[What needs to be done]:
Would you copy out the whole listing exactly as given?

Start Records supplied

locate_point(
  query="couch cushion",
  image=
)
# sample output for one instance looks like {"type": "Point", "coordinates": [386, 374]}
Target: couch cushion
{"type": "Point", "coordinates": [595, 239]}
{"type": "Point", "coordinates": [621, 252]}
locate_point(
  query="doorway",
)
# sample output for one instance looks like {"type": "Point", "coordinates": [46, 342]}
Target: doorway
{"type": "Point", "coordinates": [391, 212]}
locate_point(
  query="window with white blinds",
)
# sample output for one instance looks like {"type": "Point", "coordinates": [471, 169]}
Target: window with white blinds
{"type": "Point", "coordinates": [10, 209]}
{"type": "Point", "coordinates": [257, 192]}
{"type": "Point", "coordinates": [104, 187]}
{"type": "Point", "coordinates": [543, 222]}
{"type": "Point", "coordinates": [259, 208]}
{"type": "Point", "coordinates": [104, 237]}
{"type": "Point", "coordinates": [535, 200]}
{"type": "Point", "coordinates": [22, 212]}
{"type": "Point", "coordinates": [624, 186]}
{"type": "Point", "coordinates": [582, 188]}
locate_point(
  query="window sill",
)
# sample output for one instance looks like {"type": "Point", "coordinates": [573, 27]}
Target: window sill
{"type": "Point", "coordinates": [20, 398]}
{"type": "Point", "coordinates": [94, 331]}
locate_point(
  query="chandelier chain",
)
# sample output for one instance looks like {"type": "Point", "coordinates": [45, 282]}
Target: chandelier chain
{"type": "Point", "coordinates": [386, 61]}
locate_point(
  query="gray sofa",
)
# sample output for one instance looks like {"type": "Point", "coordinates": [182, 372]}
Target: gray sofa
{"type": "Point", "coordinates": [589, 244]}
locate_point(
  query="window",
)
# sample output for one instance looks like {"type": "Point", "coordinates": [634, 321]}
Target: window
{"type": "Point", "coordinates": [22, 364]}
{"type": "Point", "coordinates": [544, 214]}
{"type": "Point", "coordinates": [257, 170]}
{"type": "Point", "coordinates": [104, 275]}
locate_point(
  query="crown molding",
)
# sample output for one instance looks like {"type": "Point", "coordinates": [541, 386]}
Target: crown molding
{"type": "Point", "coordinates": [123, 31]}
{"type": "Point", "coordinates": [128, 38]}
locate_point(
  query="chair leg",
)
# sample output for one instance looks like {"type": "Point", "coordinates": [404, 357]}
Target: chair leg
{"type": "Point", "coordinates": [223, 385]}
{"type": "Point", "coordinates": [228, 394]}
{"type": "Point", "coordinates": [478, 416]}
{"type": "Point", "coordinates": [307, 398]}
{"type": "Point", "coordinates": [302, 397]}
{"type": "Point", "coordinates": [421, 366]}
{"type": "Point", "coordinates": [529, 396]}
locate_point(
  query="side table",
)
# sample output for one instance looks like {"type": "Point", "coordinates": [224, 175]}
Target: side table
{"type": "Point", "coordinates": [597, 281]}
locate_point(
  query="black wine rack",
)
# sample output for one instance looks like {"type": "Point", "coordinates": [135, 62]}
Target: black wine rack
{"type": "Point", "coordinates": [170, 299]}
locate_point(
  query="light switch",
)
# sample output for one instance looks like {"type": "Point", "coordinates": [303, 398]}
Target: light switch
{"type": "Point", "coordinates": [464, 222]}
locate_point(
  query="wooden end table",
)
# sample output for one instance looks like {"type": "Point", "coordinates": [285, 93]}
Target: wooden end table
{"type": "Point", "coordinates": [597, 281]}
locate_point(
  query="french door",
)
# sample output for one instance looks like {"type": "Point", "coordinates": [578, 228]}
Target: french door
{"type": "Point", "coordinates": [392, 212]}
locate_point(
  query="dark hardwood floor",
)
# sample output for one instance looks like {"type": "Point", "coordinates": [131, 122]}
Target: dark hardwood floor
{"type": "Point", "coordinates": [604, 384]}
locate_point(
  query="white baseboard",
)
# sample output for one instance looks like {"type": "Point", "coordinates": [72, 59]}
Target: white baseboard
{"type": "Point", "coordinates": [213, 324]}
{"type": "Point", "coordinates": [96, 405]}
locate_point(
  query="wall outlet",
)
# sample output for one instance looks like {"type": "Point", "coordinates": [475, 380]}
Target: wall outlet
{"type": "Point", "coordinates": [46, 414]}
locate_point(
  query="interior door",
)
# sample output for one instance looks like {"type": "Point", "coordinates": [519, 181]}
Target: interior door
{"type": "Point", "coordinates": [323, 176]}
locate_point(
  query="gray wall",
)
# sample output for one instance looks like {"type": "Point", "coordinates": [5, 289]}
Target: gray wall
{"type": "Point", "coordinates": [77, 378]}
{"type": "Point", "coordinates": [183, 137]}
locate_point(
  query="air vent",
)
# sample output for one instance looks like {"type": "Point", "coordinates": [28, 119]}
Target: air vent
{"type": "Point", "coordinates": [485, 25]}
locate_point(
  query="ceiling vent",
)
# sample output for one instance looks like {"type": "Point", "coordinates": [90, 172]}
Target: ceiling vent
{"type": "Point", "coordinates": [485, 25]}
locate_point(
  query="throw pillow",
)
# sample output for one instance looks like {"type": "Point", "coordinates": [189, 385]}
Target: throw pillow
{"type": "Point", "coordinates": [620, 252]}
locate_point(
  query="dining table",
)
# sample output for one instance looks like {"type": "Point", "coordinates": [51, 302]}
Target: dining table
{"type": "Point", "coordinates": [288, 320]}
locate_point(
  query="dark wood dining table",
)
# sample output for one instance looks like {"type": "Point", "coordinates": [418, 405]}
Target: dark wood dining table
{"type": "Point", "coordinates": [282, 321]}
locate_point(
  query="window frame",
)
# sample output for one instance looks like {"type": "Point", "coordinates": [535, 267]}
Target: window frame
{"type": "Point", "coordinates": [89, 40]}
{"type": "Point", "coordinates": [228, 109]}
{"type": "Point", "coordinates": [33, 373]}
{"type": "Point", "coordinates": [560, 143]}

End Records supplied

[The result]:
locate_point(
  query="couch cushion",
  image=
)
# sample output for one instance looks like {"type": "Point", "coordinates": [386, 374]}
Target: couch cushion
{"type": "Point", "coordinates": [595, 239]}
{"type": "Point", "coordinates": [621, 252]}
locate_point(
  query="doorway",
)
# sample output for one instance looks like {"type": "Point", "coordinates": [46, 342]}
Target: doorway
{"type": "Point", "coordinates": [391, 212]}
locate_point(
  query="window with white blinds",
)
# sample output for one instance looks like {"type": "Point", "coordinates": [471, 169]}
Target: window with white blinds
{"type": "Point", "coordinates": [10, 209]}
{"type": "Point", "coordinates": [257, 192]}
{"type": "Point", "coordinates": [104, 187]}
{"type": "Point", "coordinates": [543, 222]}
{"type": "Point", "coordinates": [259, 208]}
{"type": "Point", "coordinates": [104, 237]}
{"type": "Point", "coordinates": [535, 200]}
{"type": "Point", "coordinates": [22, 212]}
{"type": "Point", "coordinates": [624, 186]}
{"type": "Point", "coordinates": [582, 188]}
locate_point(
  query="window sill",
)
# sample output for one instance looks like {"type": "Point", "coordinates": [573, 27]}
Target: window sill
{"type": "Point", "coordinates": [20, 398]}
{"type": "Point", "coordinates": [94, 331]}
locate_point(
  query="chandelier chain",
)
# sample output for one instance looks like {"type": "Point", "coordinates": [45, 282]}
Target: chandelier chain
{"type": "Point", "coordinates": [386, 61]}
locate_point(
  query="gray sofa",
)
# sample output for one instance looks like {"type": "Point", "coordinates": [182, 372]}
Target: gray sofa
{"type": "Point", "coordinates": [589, 244]}
locate_point(
  query="window",
)
# sample output for one instance looks like {"type": "Point", "coordinates": [634, 321]}
Target: window
{"type": "Point", "coordinates": [22, 364]}
{"type": "Point", "coordinates": [544, 214]}
{"type": "Point", "coordinates": [257, 170]}
{"type": "Point", "coordinates": [104, 275]}
locate_point(
  query="crown molding",
)
# sample output for one instance looks like {"type": "Point", "coordinates": [541, 386]}
Target: crown molding
{"type": "Point", "coordinates": [123, 31]}
{"type": "Point", "coordinates": [128, 38]}
locate_point(
  query="chair leg",
)
# sample output for one instance looks like {"type": "Point", "coordinates": [404, 357]}
Target: chair leg
{"type": "Point", "coordinates": [223, 385]}
{"type": "Point", "coordinates": [228, 394]}
{"type": "Point", "coordinates": [478, 416]}
{"type": "Point", "coordinates": [307, 398]}
{"type": "Point", "coordinates": [302, 397]}
{"type": "Point", "coordinates": [421, 366]}
{"type": "Point", "coordinates": [529, 396]}
locate_point(
  query="side table",
)
# sample output for one instance looks like {"type": "Point", "coordinates": [224, 175]}
Target: side table
{"type": "Point", "coordinates": [597, 281]}
locate_point(
  query="black wine rack",
)
# sample output for one instance looks like {"type": "Point", "coordinates": [135, 62]}
Target: black wine rack
{"type": "Point", "coordinates": [170, 299]}
locate_point(
  query="light switch",
)
# sample output for one instance looks like {"type": "Point", "coordinates": [303, 398]}
Target: light switch
{"type": "Point", "coordinates": [464, 222]}
locate_point(
  query="wooden end table",
)
# sample output for one instance looks like {"type": "Point", "coordinates": [285, 93]}
Target: wooden end table
{"type": "Point", "coordinates": [597, 281]}
locate_point(
  query="french door",
)
# sample output for one instance looks like {"type": "Point", "coordinates": [578, 228]}
Target: french door
{"type": "Point", "coordinates": [392, 212]}
locate_point(
  query="dark hardwood floor",
)
# sample output for one instance looks like {"type": "Point", "coordinates": [131, 122]}
Target: dark hardwood floor
{"type": "Point", "coordinates": [604, 384]}
locate_point(
  query="white baseboard",
)
# sample output for one instance looks like {"type": "Point", "coordinates": [72, 59]}
Target: white baseboard
{"type": "Point", "coordinates": [213, 324]}
{"type": "Point", "coordinates": [96, 405]}
locate_point(
  query="wall outlet",
)
# sample output for one instance looks like {"type": "Point", "coordinates": [475, 380]}
Target: wall outlet
{"type": "Point", "coordinates": [46, 414]}
locate_point(
  query="interior door",
)
# sample output for one instance looks like {"type": "Point", "coordinates": [519, 181]}
Target: interior door
{"type": "Point", "coordinates": [323, 176]}
locate_point(
  query="gray wall",
)
# sample output for one instance looks like {"type": "Point", "coordinates": [5, 289]}
Target: gray wall
{"type": "Point", "coordinates": [77, 378]}
{"type": "Point", "coordinates": [183, 137]}
locate_point(
  query="air vent",
)
# sample output for one instance looks like {"type": "Point", "coordinates": [28, 119]}
Target: air vent
{"type": "Point", "coordinates": [485, 25]}
locate_point(
  query="ceiling vent",
)
# sample output for one instance looks like {"type": "Point", "coordinates": [90, 172]}
Target: ceiling vent
{"type": "Point", "coordinates": [485, 25]}
locate_point(
  query="throw pillow",
)
# sample output for one instance looks like {"type": "Point", "coordinates": [189, 385]}
Target: throw pillow
{"type": "Point", "coordinates": [620, 252]}
locate_point(
  query="dining table",
)
# sample output for one instance looks like {"type": "Point", "coordinates": [51, 302]}
Target: dining table
{"type": "Point", "coordinates": [288, 320]}
locate_point(
  query="dark wood dining table",
)
# sample output for one instance looks like {"type": "Point", "coordinates": [418, 405]}
Target: dark wood dining table
{"type": "Point", "coordinates": [282, 321]}
locate_point(
  query="window frame",
)
# sample output for one instance looks like {"type": "Point", "coordinates": [535, 267]}
Target: window frame
{"type": "Point", "coordinates": [89, 40]}
{"type": "Point", "coordinates": [228, 109]}
{"type": "Point", "coordinates": [33, 373]}
{"type": "Point", "coordinates": [560, 143]}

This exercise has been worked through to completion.